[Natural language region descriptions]
+---+

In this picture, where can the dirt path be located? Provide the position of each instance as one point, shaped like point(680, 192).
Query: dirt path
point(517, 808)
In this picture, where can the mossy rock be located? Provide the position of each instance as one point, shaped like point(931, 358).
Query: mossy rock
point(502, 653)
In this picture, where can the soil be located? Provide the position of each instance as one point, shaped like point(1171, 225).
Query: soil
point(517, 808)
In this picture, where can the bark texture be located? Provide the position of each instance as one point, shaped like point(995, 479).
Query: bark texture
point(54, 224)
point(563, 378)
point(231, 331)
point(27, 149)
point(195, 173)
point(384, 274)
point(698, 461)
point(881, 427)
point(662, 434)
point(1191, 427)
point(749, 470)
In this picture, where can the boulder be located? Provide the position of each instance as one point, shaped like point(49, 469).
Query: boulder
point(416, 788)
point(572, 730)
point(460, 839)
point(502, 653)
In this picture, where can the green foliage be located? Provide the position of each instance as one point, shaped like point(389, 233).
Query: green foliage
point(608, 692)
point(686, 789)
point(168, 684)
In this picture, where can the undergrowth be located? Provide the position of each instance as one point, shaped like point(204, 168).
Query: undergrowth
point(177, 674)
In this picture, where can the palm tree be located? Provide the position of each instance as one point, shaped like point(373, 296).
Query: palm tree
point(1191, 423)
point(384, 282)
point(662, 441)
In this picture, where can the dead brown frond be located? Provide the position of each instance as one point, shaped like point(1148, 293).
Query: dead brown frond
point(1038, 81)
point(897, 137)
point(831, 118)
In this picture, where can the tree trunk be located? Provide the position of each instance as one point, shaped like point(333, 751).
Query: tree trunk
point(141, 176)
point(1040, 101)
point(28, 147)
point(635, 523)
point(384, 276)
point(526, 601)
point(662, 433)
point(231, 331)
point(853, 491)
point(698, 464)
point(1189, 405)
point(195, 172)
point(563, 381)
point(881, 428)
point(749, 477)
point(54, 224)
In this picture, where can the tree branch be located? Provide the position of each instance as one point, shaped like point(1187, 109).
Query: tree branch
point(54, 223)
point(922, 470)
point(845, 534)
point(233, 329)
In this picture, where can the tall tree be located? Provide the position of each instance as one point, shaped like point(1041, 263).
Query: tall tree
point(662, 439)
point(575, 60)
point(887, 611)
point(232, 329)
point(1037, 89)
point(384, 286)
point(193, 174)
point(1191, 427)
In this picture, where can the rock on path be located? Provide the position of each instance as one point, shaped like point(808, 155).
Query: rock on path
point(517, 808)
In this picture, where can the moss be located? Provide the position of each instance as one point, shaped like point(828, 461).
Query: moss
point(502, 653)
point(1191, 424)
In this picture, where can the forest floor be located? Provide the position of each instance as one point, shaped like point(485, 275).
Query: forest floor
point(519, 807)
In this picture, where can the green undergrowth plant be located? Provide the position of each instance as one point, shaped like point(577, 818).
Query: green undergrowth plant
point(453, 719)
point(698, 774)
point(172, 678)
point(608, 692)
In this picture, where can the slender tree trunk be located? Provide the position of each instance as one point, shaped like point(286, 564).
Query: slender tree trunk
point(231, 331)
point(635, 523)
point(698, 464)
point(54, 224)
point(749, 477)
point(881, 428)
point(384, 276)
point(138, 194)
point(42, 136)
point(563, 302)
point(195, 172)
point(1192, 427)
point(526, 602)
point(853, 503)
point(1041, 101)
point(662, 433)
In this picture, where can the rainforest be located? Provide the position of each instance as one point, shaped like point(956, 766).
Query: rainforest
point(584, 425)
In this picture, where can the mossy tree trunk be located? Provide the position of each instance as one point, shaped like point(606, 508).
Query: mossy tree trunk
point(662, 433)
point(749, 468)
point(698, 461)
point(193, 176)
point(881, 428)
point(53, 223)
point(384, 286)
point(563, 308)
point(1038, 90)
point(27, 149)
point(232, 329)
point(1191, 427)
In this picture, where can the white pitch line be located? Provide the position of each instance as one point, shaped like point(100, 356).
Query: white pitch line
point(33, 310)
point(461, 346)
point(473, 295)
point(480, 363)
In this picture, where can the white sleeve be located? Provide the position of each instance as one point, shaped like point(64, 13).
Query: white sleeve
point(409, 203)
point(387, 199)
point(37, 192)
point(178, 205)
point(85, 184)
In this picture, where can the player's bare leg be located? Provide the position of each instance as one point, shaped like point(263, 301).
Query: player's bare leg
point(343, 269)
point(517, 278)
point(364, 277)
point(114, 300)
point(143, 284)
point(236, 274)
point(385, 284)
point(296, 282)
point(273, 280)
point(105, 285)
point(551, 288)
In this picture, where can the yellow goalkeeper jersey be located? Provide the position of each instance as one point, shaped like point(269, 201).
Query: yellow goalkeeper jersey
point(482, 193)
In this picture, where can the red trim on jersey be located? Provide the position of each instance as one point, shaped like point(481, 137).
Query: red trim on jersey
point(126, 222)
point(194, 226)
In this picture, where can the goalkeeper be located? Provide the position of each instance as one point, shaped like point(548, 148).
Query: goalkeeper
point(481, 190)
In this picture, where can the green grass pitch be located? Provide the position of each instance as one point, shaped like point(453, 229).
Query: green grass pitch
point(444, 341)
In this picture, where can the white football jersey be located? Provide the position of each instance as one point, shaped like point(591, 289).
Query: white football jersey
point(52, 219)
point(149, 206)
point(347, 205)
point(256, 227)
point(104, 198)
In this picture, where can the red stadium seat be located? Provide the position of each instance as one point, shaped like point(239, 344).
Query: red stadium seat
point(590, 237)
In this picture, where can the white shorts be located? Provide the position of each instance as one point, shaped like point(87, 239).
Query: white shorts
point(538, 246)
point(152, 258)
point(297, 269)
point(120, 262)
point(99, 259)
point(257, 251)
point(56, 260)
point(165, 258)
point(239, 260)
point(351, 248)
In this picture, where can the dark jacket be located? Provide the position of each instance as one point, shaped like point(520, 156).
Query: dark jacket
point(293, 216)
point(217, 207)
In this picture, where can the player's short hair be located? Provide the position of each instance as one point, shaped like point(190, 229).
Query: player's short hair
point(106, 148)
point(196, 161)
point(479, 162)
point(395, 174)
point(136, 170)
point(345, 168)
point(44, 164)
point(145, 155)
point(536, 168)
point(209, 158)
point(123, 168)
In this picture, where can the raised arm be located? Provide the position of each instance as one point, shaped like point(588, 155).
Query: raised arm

+---+

Directions — If a line in the data above includes the string "raised", copy it.

Exercise solution —
In this picture, where can the raised arm be located? Provide the position of each instance as one point, shaped like point(588, 155).
Query: raised arm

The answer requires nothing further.